● Extracted material
———

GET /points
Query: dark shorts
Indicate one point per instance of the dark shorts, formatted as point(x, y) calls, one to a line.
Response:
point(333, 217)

———

● Exercise objective
Repeat all of the records, letter for letter.

● Result
GET /points
Query: dark shorts
Indicate one point per instance of the dark shorts, formatted as point(x, y) calls, one to a line.
Response:
point(333, 217)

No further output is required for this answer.